Print every record exactly, but leave out the pictures.
(Task data begins)
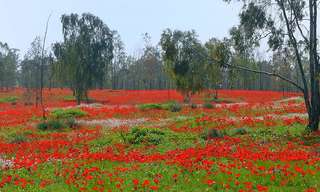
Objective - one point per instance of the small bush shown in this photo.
(18, 138)
(211, 134)
(71, 123)
(193, 106)
(150, 106)
(240, 131)
(10, 99)
(170, 106)
(69, 98)
(52, 124)
(68, 113)
(145, 136)
(208, 105)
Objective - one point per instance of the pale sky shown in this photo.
(23, 20)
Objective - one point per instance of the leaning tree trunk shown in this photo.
(314, 68)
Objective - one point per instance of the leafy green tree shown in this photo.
(219, 54)
(185, 59)
(86, 52)
(8, 66)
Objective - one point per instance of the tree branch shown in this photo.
(267, 73)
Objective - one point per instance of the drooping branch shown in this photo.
(267, 73)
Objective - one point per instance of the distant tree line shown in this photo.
(92, 56)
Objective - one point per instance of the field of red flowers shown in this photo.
(150, 141)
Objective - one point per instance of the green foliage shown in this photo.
(18, 138)
(185, 59)
(240, 131)
(69, 98)
(8, 65)
(208, 105)
(211, 134)
(83, 57)
(10, 99)
(193, 106)
(52, 124)
(175, 107)
(170, 106)
(68, 113)
(150, 106)
(148, 136)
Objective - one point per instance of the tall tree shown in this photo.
(85, 53)
(283, 22)
(8, 66)
(185, 59)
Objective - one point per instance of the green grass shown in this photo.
(67, 113)
(10, 99)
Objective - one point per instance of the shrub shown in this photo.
(170, 106)
(71, 123)
(240, 131)
(193, 106)
(10, 99)
(69, 98)
(175, 107)
(145, 136)
(68, 113)
(211, 134)
(208, 105)
(52, 124)
(17, 138)
(150, 106)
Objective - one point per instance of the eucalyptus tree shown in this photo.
(185, 59)
(119, 59)
(85, 53)
(8, 66)
(219, 53)
(288, 24)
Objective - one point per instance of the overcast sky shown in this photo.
(23, 20)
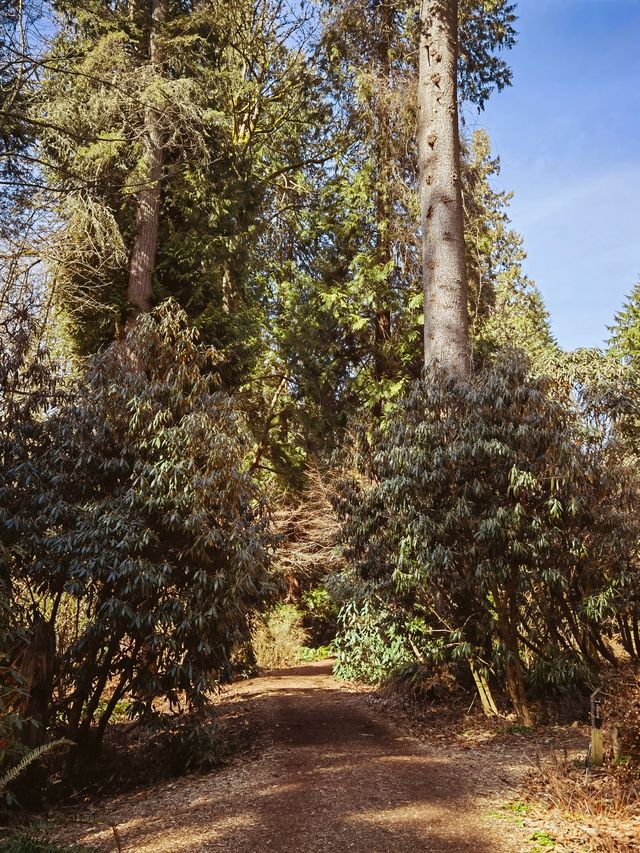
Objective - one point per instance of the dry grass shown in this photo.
(600, 810)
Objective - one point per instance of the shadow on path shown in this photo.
(333, 777)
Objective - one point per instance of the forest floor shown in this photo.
(333, 767)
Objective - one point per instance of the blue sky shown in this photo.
(568, 137)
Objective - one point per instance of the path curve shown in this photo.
(332, 775)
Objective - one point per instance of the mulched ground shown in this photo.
(321, 766)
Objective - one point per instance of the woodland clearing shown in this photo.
(328, 770)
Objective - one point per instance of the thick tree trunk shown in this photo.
(382, 321)
(143, 253)
(446, 327)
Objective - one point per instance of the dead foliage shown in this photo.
(307, 529)
(592, 810)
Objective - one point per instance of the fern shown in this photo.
(28, 759)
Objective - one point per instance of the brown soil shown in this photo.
(332, 771)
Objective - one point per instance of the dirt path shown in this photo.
(332, 774)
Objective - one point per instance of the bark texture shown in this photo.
(446, 327)
(143, 253)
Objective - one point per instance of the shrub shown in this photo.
(493, 506)
(134, 508)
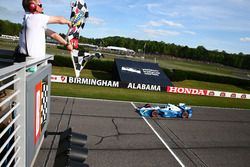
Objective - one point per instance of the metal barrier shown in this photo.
(24, 111)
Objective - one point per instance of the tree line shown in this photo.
(156, 48)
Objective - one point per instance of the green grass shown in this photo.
(95, 92)
(147, 96)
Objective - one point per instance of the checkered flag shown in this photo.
(80, 59)
(44, 106)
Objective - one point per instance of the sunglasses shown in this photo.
(40, 5)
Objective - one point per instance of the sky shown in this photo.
(216, 25)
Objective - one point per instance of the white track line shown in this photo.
(165, 144)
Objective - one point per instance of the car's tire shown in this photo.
(184, 114)
(154, 113)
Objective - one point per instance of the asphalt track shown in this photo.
(119, 137)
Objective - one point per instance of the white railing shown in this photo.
(13, 127)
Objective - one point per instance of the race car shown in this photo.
(168, 111)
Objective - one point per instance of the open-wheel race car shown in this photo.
(168, 111)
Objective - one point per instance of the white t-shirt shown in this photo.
(34, 29)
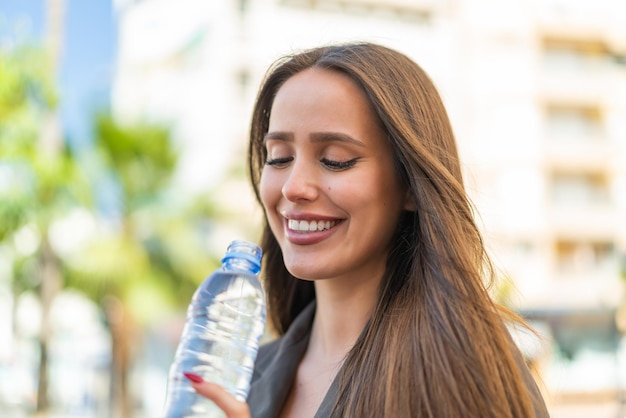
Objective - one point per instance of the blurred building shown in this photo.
(536, 91)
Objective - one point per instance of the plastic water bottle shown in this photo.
(220, 340)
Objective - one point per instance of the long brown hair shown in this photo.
(436, 345)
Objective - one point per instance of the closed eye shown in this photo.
(339, 165)
(279, 162)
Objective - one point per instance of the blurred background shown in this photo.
(122, 176)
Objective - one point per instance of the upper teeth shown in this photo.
(306, 226)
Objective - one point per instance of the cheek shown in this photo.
(268, 189)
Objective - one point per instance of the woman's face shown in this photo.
(329, 187)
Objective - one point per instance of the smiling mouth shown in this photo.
(310, 226)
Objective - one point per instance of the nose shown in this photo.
(301, 182)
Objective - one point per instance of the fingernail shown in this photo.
(193, 377)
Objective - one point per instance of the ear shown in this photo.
(409, 201)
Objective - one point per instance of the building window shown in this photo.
(579, 188)
(577, 258)
(575, 55)
(574, 122)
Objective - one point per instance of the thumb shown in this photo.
(232, 407)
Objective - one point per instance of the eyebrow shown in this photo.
(316, 137)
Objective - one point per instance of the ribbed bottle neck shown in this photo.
(243, 256)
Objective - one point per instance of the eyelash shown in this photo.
(330, 164)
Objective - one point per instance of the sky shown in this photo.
(88, 57)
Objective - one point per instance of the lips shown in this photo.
(310, 225)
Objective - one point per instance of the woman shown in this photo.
(375, 269)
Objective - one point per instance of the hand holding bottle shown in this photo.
(231, 406)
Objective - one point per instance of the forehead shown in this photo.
(322, 96)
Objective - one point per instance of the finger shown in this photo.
(232, 407)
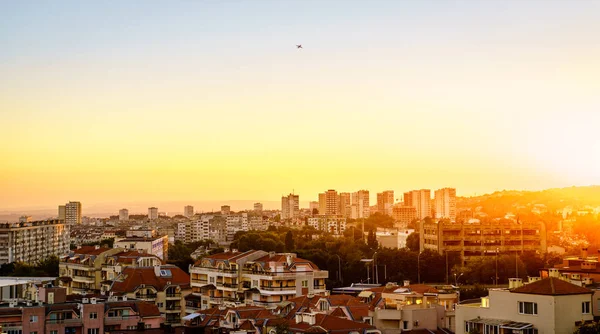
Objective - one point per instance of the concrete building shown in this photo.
(546, 306)
(445, 204)
(483, 239)
(385, 202)
(254, 278)
(188, 211)
(290, 207)
(404, 214)
(345, 205)
(393, 239)
(152, 213)
(123, 215)
(33, 241)
(420, 200)
(328, 203)
(334, 224)
(155, 245)
(163, 285)
(360, 204)
(73, 213)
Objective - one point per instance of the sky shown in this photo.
(149, 101)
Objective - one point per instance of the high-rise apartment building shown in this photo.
(73, 213)
(345, 205)
(33, 241)
(290, 207)
(329, 203)
(123, 214)
(360, 204)
(188, 211)
(62, 212)
(445, 203)
(152, 213)
(420, 200)
(385, 202)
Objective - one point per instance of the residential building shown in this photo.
(483, 238)
(188, 211)
(123, 215)
(420, 200)
(32, 241)
(334, 224)
(345, 205)
(62, 212)
(290, 207)
(163, 285)
(445, 204)
(393, 238)
(81, 269)
(385, 202)
(404, 215)
(254, 278)
(152, 213)
(360, 204)
(149, 244)
(547, 306)
(73, 213)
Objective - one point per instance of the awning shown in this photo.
(191, 316)
(365, 294)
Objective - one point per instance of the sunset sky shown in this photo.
(108, 102)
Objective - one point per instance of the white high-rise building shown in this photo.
(123, 214)
(290, 207)
(420, 200)
(445, 203)
(360, 204)
(152, 213)
(188, 211)
(73, 213)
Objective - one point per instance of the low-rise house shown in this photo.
(547, 306)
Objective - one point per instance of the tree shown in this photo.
(372, 240)
(289, 241)
(413, 242)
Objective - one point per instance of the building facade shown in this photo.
(420, 200)
(445, 204)
(483, 239)
(32, 241)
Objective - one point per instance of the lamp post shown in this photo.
(340, 269)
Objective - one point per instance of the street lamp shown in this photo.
(456, 278)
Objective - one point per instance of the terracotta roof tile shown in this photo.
(551, 286)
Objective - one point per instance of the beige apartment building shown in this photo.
(32, 241)
(547, 306)
(483, 239)
(252, 278)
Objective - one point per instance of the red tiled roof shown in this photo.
(90, 250)
(132, 277)
(551, 286)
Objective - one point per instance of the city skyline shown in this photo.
(213, 101)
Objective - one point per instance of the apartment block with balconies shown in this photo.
(473, 240)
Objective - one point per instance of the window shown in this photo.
(527, 308)
(585, 307)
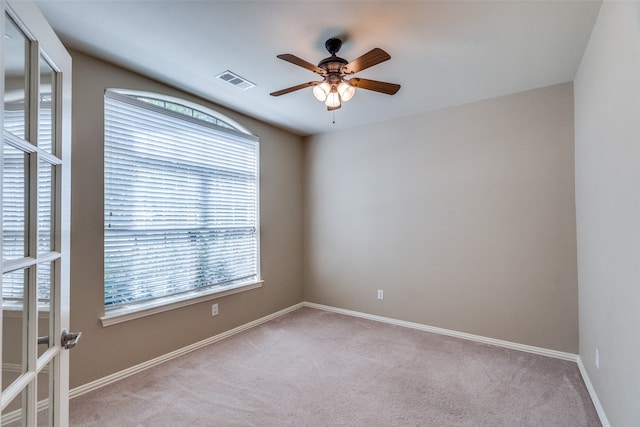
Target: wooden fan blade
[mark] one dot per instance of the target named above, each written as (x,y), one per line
(Task data ends)
Exercise solution:
Objective - one point per instance of the small bush shown in this photo.
(18, 138)
(211, 134)
(71, 123)
(193, 106)
(150, 106)
(240, 131)
(10, 99)
(170, 106)
(69, 98)
(52, 124)
(68, 113)
(145, 136)
(208, 105)
Objective - one point per instance of the pale sky shown in this photo.
(23, 20)
Objective - one point per instance of the leaning tree trunk shown in this photo.
(314, 68)
Objective - one point per instance of the leafy green tree shown in this photo.
(219, 54)
(185, 59)
(86, 52)
(8, 66)
Objective - one point per instance of the tree branch shown in this photo.
(267, 73)
Objective - one point per instance of the drooping branch shown in this photo.
(267, 73)
Objective - one point per instance of the distant tree line shown in this photo.
(92, 56)
Objective - one point per instance of the field of red flowers shown in this photo.
(150, 141)
Objective - one point per instance of the green foliage shown in this photo.
(18, 138)
(185, 59)
(240, 131)
(69, 98)
(8, 65)
(208, 105)
(211, 134)
(83, 57)
(10, 99)
(193, 106)
(52, 124)
(175, 107)
(170, 106)
(68, 113)
(150, 106)
(148, 136)
Objective - one point per instance of the tall tree shown in this photo.
(85, 53)
(283, 22)
(8, 66)
(185, 59)
Objective - one point per instance of the green grass shown in this photo.
(67, 113)
(10, 99)
Objective - one point per instance of the shrub shown in this photo.
(170, 106)
(71, 123)
(240, 131)
(193, 106)
(10, 99)
(69, 98)
(175, 107)
(145, 136)
(68, 113)
(211, 134)
(208, 105)
(52, 124)
(17, 138)
(150, 106)
Objective - one point per instance of the eucalyptus tree shown in this photo.
(185, 59)
(119, 59)
(85, 53)
(8, 66)
(219, 53)
(288, 24)
Objective - one point per instance of the overcast sky shown in this photo.
(23, 20)
Objective - one point per instance of the dry grass shown in this photo.
(600, 810)
Objective - one point per instance of the shadow on path shown in this photo.
(333, 777)
Objective - one point per instance of the forest floor shown in this photo.
(333, 767)
Objective - one point per instance of the blue sky shown in this photo.
(568, 137)
Objective - one point per instance of the path curve shown in this photo.
(332, 775)
Objective - one point per instance of the mulched ground shown in this photo.
(321, 766)
Objective - one point per instance of the woodland clearing shown in this photo.
(328, 770)
Objective - one point per instance of the thick tree trunk shown in this photo.
(382, 321)
(143, 253)
(446, 327)
Objective - one point per instance of the dead foliage shown in this photo.
(307, 529)
(592, 810)
Objective - one point per instance of the fern shown in this photo.
(28, 759)
Objective - one point per instance of the brown soil shown in this photo.
(332, 771)
Objective - one point per instance of the dirt path shown in this photo.
(332, 774)
Objective - one point per instance of the bark texture shown in this photo.
(446, 327)
(143, 253)
Objective - one point per instance of the shrub shown in this photo.
(493, 506)
(134, 508)
Objective - one point per instance of the metal barrier shown in this photo.
(24, 111)
Objective - one point per instance of the tree line shown in this photo.
(156, 48)
Objective - one point per instance of the green grass shown in this photo.
(95, 92)
(147, 96)
Objective - one point per instance of the checkered flag shown in this photo.
(80, 59)
(44, 106)
Objective - one point per instance of the sunglasses shown in this photo.
(40, 5)
Objective - one point per instance of the sky shown in this photo.
(216, 25)
Objective - one point per instance of the white track line shown in this photo.
(165, 144)
Objective - one point per instance of the car's tire shown in this photo.
(184, 114)
(154, 113)
Objective - one point per instance of the asphalt track shown in this photo.
(119, 137)
Objective - one point per instance of the white railing shown in this photo.
(13, 127)
Objective - one point per instance of the race car shown in this photo.
(168, 111)
Objective - one point per instance of the open-wheel race car shown in this photo.
(168, 111)
Objective - one point per instance of the white t-shirt shown in this photo.
(34, 29)
Objective - one point per instance of the blurred building shown in this photo.
(536, 91)
Objective - one point per instance of the plastic water bottle shown in this photo.
(220, 340)
Objective - one point per instance of the long brown hair shown in this photo.
(436, 345)
Objective - one point per instance of the closed eye shown in this photo.
(339, 165)
(279, 162)
Objective - one point per instance of the blurred background shown in this photo.
(122, 176)
Objective - one point per instance of the upper teeth shown in this photo.
(306, 226)
Objective - one point per instance of the cheek shown in this photo.
(268, 189)
Objective - one point per instance of the woman's face shown in this photo.
(329, 187)
Objective - one point per instance of the smiling mouth shown in this photo.
(310, 226)
Objective - one point per instance of the nose shown in this photo.
(301, 182)
Objective - one point per instance of the fingernail shown in this photo.
(193, 377)
Objective - one point per instance of the ear shown in this photo.
(409, 201)
Objective - one point per instance of the building window shown in this photo.
(579, 188)
(577, 258)
(575, 55)
(574, 122)
Objective - one point per instance of the thumb shown in this photo.
(232, 407)
Objective - one point per instance of the eyebrow shown in this photo.
(316, 137)
Objective - one point per instance of the ribbed bottle neck shown in this photo.
(243, 256)
Objective - one point per instance of the eyelash shown in this photo.
(330, 164)
Objective - one point per instance of the sky shown in this photo.
(88, 57)
Objective - one point per instance of the lips shown in this photo.
(310, 225)
Objective - one point per instance of the woman shown in this photo.
(375, 269)
Objective - one point per instance of the hand holding bottle shown in this photo.
(231, 406)
Objective - one point per instance of the forehead shown in this photo.
(322, 96)
Objective - one point per instance of the finger shown in this photo.
(232, 407)
Objective - one point per instance of the concrete building shown in this photo.
(546, 306)
(445, 204)
(483, 239)
(385, 202)
(254, 278)
(188, 211)
(290, 207)
(404, 214)
(345, 205)
(393, 239)
(152, 213)
(123, 215)
(33, 241)
(420, 200)
(328, 203)
(334, 224)
(155, 245)
(163, 285)
(360, 204)
(73, 213)
Objective - one point per instance of the sky shown in this photo.
(149, 101)
Objective - one point per instance of the high-rise apartment building shown in this photo.
(73, 213)
(345, 205)
(33, 241)
(290, 207)
(329, 203)
(123, 214)
(360, 204)
(188, 211)
(62, 212)
(445, 203)
(152, 213)
(420, 200)
(385, 202)
Objective - one point per instance of the residential building shown in this photo.
(483, 238)
(188, 211)
(123, 215)
(420, 200)
(32, 241)
(334, 224)
(345, 205)
(62, 212)
(290, 207)
(163, 285)
(445, 204)
(393, 238)
(81, 269)
(385, 202)
(404, 215)
(254, 278)
(152, 213)
(360, 204)
(149, 244)
(547, 306)
(73, 213)
Objective - one point per instance of the awning shown in this photo.
(191, 316)
(365, 294)
Objective - one point per instance of the sunset sky shown in this photo.
(108, 102)
Objective - one point per instance of the white high-rise building shown in this photo.
(123, 214)
(290, 207)
(420, 200)
(445, 203)
(360, 204)
(152, 213)
(188, 211)
(73, 213)
Objective - one point per instance of the low-rise house shown in this photo.
(547, 306)
Objective - one point per instance of the tree shown in this photo.
(372, 240)
(289, 241)
(413, 242)
Objective - one point per instance of the building facade shown in this photo.
(420, 200)
(445, 204)
(483, 239)
(32, 241)
Objective - one point per instance of the lamp post shown in this photo.
(340, 269)
Objective - one point per instance of the street lamp shown in this photo.
(456, 278)
Objective - one point per instance of the terracotta roof tile shown in this photo.
(551, 286)
Objective - one point per instance of the beige apartment building shown in this photo.
(32, 241)
(547, 306)
(483, 239)
(252, 278)
Objective - one point per instance of the red tiled roof shown in this photo.
(90, 250)
(132, 277)
(551, 286)
Objective - one point per instance of the city skyline shown in this photo.
(213, 101)
Objective - one point per instance of the apartment block with balconies shown in this photo.
(473, 240)
Objective - one point per instance of the window shown in this photo.
(527, 308)
(585, 307)
Target: wooden fan blade
[mark] one dot per instance of the target named above, each written as (x,y), one per line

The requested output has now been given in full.